§ Task brief
Report how many lines in the entries below contain the word "small", counting only matches with the same case. Give the number alone.

══════════

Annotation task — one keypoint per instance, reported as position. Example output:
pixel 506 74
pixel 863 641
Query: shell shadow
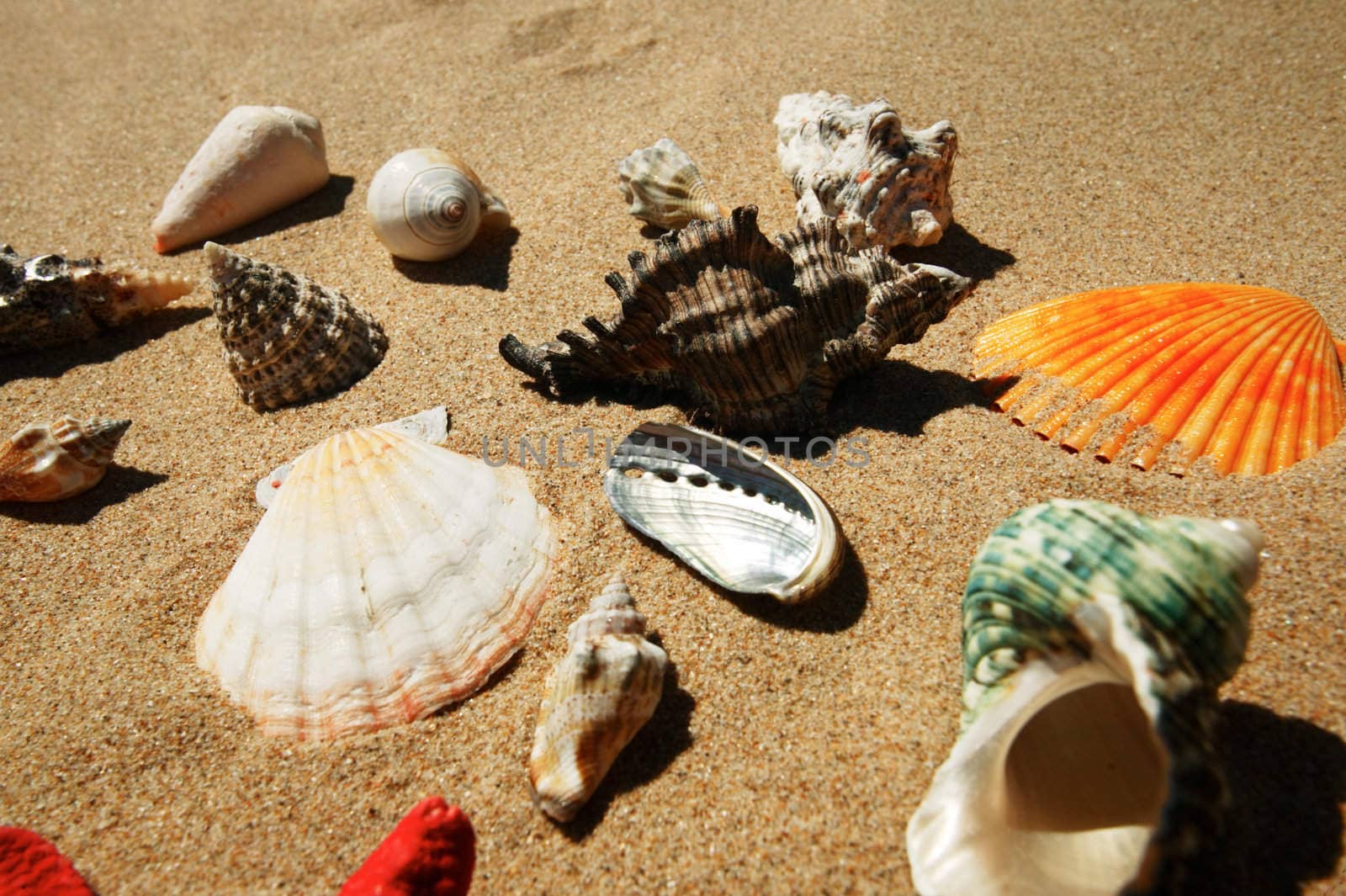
pixel 899 397
pixel 960 252
pixel 118 485
pixel 49 363
pixel 650 752
pixel 484 264
pixel 1287 778
pixel 329 201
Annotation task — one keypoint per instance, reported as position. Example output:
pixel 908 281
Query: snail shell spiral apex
pixel 427 204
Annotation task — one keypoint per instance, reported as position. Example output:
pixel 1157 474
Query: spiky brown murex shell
pixel 50 300
pixel 755 332
pixel 289 339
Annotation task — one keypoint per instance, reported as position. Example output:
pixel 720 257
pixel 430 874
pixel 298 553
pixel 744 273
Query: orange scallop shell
pixel 1244 375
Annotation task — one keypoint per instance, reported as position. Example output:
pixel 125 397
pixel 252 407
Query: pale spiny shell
pixel 53 462
pixel 1094 644
pixel 257 161
pixel 289 339
pixel 598 697
pixel 664 188
pixel 427 204
pixel 886 186
pixel 755 332
pixel 729 513
pixel 47 300
pixel 389 577
pixel 1245 377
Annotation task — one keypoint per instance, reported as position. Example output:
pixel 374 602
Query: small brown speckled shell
pixel 755 332
pixel 53 462
pixel 289 339
pixel 49 300
pixel 598 697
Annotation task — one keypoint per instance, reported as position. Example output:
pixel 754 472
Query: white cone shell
pixel 428 204
pixel 388 579
pixel 257 161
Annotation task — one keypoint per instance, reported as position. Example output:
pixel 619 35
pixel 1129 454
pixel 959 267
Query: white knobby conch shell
pixel 598 697
pixel 389 577
pixel 259 159
pixel 49 463
pixel 1094 640
pixel 885 184
pixel 733 516
pixel 427 204
pixel 663 186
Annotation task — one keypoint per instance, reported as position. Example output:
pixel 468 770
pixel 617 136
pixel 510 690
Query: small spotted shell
pixel 427 204
pixel 598 697
pixel 58 460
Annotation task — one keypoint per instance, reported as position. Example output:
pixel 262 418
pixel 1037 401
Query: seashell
pixel 1244 375
pixel 431 852
pixel 257 161
pixel 60 460
pixel 755 332
pixel 885 184
pixel 664 188
pixel 49 300
pixel 428 426
pixel 289 339
pixel 31 864
pixel 598 697
pixel 1094 639
pixel 427 204
pixel 389 577
pixel 735 517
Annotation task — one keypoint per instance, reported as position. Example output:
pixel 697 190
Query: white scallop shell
pixel 427 204
pixel 259 159
pixel 733 516
pixel 598 697
pixel 388 579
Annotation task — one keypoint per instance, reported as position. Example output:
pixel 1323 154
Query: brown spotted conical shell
pixel 289 339
pixel 755 332
pixel 53 462
pixel 598 697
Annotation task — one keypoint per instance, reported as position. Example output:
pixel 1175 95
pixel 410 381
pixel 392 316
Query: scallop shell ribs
pixel 289 339
pixel 49 463
pixel 599 696
pixel 49 300
pixel 885 184
pixel 755 332
pixel 389 577
pixel 1094 639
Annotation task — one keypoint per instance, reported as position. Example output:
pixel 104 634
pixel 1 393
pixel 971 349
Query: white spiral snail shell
pixel 427 204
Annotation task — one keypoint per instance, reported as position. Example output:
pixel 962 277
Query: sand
pixel 1101 147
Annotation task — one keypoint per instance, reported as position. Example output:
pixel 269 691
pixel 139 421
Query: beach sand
pixel 1108 146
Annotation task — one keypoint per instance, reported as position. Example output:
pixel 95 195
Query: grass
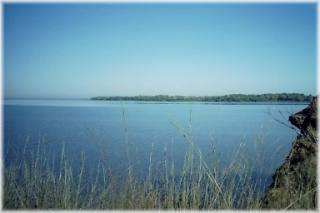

══════════

§ Exercise result
2